- **Excerpted text**
[START]

The notion that a night’s sequestration from the swirling anti-Taib Mahmud currents would bring reprieve – and, more importantly – perspective, was rudely dispelled on Monday morning when personal secretary George Entigar informed Daniel Tajem over breakfast that Abdul Rahman Hamzah had wanted his signature the previous night on a letter of resignation as deputy chief minister. Worse followed. News arrived from Kuching that the morning’s Sarawak Tribune (now defunct) had trumpeted Tajem’s resignation as DCM.

Tajem now felt like a canoeist paddling on both sides to keep from capsizing in the rapids. He evaded a TV3 reporter hot on his trail, went to Parliament in the afternoon, could not concentrate on the proceedings, ducked out, told Entigar to check him out of the Shangri-La Hotel, and got chauffeur Adam to drive him to Ming Court where he booked a room as more members of the cabal to oust Taib began streaming in. The lounge and coffeehouse were a welter of conspiracy.

He continued to be ambivalent about the whole question of ousting Taib. His views on a host of issues in Sarawak politics and his feelings about Taib and other top politicians in the state had not yet crystallised, understandable given that the overall political culture enabled platitudinous public utterance to hide ulterior venal intention.

In March 1987, Tajem had completed five years as DCM, in charge of agriculture and community development, a portfolio with high impact on the Dayak community, particularly his fellow Iban who were not only the majority ethnic group among the Dayaks, but were also the largest of all races in the state (the Chinese, conceding two percentage points, were second at 26%).

[END]

- **Problem a**
According to the passage on Daniel Tajem, what portfolio did Tajem hold as deputy chief minister?
The passage and the records have no connection to each other.

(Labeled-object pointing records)
[START]

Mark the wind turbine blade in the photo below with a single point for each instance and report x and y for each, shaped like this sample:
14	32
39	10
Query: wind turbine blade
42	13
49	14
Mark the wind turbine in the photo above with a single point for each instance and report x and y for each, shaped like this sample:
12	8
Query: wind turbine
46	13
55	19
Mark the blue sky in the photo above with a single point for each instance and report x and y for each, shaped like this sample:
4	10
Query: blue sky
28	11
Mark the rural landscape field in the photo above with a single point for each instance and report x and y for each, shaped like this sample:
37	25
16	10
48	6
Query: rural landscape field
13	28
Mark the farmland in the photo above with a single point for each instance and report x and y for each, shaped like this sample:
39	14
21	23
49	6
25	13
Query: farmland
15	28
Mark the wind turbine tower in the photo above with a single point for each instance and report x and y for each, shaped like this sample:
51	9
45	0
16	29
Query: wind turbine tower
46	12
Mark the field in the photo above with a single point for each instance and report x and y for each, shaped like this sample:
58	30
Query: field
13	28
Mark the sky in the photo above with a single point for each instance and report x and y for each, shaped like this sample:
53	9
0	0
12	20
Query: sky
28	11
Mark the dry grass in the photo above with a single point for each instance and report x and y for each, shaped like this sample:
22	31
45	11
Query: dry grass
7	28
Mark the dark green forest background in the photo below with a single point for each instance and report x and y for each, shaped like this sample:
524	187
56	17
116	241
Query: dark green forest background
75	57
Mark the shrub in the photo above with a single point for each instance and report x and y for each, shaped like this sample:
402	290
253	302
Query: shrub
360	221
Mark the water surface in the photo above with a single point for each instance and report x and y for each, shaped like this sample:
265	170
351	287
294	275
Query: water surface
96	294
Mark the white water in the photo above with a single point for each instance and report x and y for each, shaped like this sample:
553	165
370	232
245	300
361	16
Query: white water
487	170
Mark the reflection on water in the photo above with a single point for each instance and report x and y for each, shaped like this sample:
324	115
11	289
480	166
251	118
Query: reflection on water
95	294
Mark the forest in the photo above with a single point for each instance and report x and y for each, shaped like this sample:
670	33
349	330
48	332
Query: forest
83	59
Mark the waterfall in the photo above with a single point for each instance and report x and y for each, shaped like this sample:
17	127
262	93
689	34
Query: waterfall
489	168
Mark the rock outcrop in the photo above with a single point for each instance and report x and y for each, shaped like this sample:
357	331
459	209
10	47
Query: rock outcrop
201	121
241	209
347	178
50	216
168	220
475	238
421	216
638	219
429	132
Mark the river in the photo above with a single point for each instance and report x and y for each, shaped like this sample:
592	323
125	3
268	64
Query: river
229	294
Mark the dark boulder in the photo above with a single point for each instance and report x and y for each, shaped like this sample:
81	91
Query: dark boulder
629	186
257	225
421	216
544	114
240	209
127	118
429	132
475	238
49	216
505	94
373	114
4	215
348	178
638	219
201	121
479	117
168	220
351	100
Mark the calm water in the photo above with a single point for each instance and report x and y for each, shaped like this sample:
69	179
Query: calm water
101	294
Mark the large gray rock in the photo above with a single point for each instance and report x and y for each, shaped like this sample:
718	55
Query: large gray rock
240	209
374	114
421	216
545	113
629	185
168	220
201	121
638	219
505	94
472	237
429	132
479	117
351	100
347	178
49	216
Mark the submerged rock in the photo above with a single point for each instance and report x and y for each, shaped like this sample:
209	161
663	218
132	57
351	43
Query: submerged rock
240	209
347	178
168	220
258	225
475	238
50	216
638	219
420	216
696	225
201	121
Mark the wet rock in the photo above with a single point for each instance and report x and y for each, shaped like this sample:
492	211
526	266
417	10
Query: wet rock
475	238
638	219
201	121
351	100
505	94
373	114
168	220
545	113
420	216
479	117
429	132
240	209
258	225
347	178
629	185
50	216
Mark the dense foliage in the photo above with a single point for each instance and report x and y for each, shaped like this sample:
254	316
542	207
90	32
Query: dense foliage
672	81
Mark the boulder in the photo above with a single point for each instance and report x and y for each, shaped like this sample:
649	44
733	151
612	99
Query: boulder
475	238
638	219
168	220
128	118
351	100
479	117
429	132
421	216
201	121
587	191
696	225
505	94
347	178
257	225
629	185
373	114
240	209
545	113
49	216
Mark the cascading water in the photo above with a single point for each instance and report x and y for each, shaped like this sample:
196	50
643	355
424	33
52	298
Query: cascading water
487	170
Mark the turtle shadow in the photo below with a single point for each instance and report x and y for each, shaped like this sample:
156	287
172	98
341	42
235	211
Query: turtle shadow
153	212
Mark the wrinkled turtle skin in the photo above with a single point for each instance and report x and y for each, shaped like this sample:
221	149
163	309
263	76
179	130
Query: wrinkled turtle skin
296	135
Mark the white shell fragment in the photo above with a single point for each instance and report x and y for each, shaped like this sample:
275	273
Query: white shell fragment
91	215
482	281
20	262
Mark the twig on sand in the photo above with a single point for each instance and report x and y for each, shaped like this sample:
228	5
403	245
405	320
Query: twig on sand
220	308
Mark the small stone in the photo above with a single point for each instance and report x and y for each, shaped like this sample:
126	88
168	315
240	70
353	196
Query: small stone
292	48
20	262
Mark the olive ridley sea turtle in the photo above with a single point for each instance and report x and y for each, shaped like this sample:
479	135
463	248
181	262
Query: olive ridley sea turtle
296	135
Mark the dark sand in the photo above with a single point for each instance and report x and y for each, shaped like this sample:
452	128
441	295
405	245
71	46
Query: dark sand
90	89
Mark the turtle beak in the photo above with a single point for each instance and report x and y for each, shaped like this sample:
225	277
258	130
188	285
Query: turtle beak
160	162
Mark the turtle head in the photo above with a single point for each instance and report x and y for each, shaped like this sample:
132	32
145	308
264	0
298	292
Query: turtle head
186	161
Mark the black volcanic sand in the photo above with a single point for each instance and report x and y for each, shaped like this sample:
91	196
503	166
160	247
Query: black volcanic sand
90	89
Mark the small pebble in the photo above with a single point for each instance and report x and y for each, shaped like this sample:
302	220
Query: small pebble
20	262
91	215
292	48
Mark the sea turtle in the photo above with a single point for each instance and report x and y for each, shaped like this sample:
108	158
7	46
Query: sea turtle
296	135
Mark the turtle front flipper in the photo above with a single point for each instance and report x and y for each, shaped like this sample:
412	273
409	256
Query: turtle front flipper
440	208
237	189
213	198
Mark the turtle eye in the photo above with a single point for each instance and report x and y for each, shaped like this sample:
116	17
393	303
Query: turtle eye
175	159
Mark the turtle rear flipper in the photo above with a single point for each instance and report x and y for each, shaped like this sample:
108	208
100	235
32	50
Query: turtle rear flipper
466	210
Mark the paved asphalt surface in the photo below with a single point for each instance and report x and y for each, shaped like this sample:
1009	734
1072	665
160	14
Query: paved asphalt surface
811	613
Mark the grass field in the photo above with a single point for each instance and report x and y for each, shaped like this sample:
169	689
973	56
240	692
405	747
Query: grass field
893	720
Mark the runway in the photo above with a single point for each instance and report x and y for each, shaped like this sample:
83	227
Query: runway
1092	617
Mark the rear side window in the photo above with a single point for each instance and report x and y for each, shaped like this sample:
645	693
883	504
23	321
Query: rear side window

[END]

- **Problem b**
Count the lines of the records that contain the string "reflection", treating case as significant, and give only the number.

- **Solution a**
Agriculture and community development.

- **Solution b**
2